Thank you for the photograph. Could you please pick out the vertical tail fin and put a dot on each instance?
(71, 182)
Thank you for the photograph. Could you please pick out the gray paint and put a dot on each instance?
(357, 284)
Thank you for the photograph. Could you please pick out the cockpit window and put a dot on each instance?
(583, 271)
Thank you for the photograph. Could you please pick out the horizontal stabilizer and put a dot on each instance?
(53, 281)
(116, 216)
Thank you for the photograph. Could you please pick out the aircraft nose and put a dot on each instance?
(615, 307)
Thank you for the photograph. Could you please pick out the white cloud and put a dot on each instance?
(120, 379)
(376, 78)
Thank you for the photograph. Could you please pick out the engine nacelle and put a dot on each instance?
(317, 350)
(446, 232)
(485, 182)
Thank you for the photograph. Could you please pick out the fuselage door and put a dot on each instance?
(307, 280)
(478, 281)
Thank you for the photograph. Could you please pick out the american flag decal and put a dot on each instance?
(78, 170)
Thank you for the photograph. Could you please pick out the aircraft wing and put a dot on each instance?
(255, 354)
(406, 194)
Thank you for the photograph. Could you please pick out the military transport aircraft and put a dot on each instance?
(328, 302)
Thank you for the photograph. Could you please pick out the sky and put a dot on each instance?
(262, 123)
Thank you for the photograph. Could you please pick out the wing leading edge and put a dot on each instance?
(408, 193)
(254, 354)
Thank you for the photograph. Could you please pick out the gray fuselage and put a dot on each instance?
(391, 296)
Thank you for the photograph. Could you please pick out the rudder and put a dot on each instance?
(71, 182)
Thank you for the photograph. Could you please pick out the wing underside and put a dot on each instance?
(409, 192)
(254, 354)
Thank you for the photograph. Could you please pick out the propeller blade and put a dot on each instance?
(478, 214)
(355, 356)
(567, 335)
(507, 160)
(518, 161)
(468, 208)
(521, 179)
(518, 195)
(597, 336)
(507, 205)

★ ★ ★ ★

## SHORT PROBLEM
Copy all of the material above word for word, with no changes.

## PROBLEM SOLUTION
Thank you for the photograph. Could you please pick out the vertical tail fin and put a dot on each instance?
(71, 182)
Thank you for the photograph. Could you please pick out the gray paint and put a dot on each instance?
(357, 284)
Thank you for the photograph. Could you please pick out the cockpit window and put a dot on each instance?
(583, 271)
Thank you for the photograph. Could you please pick out the horizontal stabilizer and put a dot on each instance?
(53, 281)
(116, 216)
Thank you for the photograph. Could you please pick out the aircraft nose and put a dot on each instance?
(615, 307)
Thank you for the photograph. Could you please pick out the white cloud and put a dot on each instance?
(120, 379)
(376, 78)
Thank you for the photograph. Could you please pick out the engine nacelle and put a dot on each instance?
(317, 350)
(446, 232)
(485, 182)
Thank you for the photograph. Could you please pick out the fuselage door and put a dot on each instance?
(307, 280)
(478, 281)
Thank you for the photograph. Could you please pick out the american flag decal and put a dot on each instance?
(78, 170)
Thank you for the photograph. Could you please pick out the aircraft wing and put a dot on each instance?
(255, 354)
(406, 194)
Thank you for the photograph. Could you please pick out the military transport aircraft and put a dot on each instance?
(328, 302)
Thank you for the photograph. Could you please pick out the sky and put a dot on each instance?
(262, 123)
Thank you for the photograph. Could you please pick out the wing leading edge and put a dot on each instance?
(408, 193)
(254, 354)
Thank you for the photograph. Could you please pick out the gray fuselage and put a dot on each instance?
(391, 296)
Thank you for the photograph. Could you please pick out the rudder and put a dot on each instance?
(71, 182)
Thank you for the photograph. Could you please pick out the wing underside and put a dot on each instance?
(409, 192)
(254, 354)
Thank you for the photograph. Could you please pick out the propeller blade and put a dot on each instance?
(478, 214)
(355, 356)
(567, 335)
(507, 160)
(518, 161)
(468, 208)
(521, 179)
(518, 195)
(597, 336)
(507, 205)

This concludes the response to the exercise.